Source excerpt:
Fernando Zóbel. A secret Form of Viewing | Alfonso de la Torre

Alfonso de la Torre presents the exhibition "Zóbel. An Artist From Three Continents" at Galeria Mayoral, Paris
From among the numerous photographic portraits taken of Fernando Zóbel de Ayala (b. Manila, 1924 – d. Rome, 1984) after he moved to Madrid at the end of the 1950s, the most evocative images take us back to 1962, and, in particular, a tetralogy of images taken by Fernando Nuño[1], the official photographer of both the Museo de Arte Abstracto Español in Cuenca (1966) and of our abstract generation. I will describe the first image: with his back to the camera, a fragment of the painter’s torso, a syringe full of ink in his hand, standing before a blank canvas, poised and ready. His body tense, before the easel, the artist seems to be separated from the act as if awaiting the decision of his hand. This was the cover of the catalogue for Nuño’s exhibition at the Ateneo of Madrid, a photographer who seemed determined to show artists on the brink of evaporation. This portrait of Zóbel is also the symbol of a drama in three acts, since other photographs in the same publication show, like a tracking shot, the final encounter of the syringe with the canvas[2]. This moment of pause, like someone saying a prayer, was the reflection of something absent ready to take shape, representation and meaning, evoking that which our artist explained as such: “the truth is that I’m not capable of expressing myself without first thinking.”[3] There is a plenitude in the knowledge and arrangement of pictorial images which, nevertheless, appears to end with the apparent absence of language, as if Zóbel was aware of a secret form of viewing, an apparition ready to fade, displacing the viewer towards their own narrowness and, from there, released.

Written tasks:
1 – Which cities does the essay on Fernando Zóbel mention?
2 – Gather every line of the records that contains the string "target".
The essay and the records are unrelated to each other.

Material provided:
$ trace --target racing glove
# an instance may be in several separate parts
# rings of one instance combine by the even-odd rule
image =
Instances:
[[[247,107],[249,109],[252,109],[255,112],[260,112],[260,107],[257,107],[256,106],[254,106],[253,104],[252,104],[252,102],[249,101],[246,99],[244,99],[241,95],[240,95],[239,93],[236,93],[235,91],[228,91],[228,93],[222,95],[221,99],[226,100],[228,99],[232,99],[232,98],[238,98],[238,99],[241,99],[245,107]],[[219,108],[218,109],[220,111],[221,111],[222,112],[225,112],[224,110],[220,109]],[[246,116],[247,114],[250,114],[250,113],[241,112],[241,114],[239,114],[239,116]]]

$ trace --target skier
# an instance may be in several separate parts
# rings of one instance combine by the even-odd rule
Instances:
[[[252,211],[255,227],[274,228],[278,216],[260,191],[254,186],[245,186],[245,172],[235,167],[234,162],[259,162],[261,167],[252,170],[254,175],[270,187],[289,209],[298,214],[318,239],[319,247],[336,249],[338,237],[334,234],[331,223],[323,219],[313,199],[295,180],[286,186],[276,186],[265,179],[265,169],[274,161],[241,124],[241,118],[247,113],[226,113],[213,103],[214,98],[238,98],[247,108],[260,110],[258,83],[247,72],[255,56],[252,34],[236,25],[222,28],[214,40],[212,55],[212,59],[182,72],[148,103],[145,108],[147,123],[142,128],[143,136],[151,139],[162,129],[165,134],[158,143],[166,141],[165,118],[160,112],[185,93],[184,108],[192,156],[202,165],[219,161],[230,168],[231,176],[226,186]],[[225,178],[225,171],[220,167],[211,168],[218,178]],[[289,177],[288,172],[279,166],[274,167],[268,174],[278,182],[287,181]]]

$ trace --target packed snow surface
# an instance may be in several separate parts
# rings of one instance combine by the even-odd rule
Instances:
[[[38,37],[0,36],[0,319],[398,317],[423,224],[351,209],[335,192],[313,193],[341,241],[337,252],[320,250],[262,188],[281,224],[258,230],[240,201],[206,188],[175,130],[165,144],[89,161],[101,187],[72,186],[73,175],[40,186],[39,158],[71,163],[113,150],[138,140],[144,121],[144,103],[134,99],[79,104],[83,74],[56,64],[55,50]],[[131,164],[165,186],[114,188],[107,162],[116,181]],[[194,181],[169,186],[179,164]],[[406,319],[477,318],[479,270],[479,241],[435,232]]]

Exercise results:
1 – Paris, Manila, Rome, Madrid, Cuenca

2 –
$ trace --target racing glove
$ trace --target skier
$ trace --target packed snow surface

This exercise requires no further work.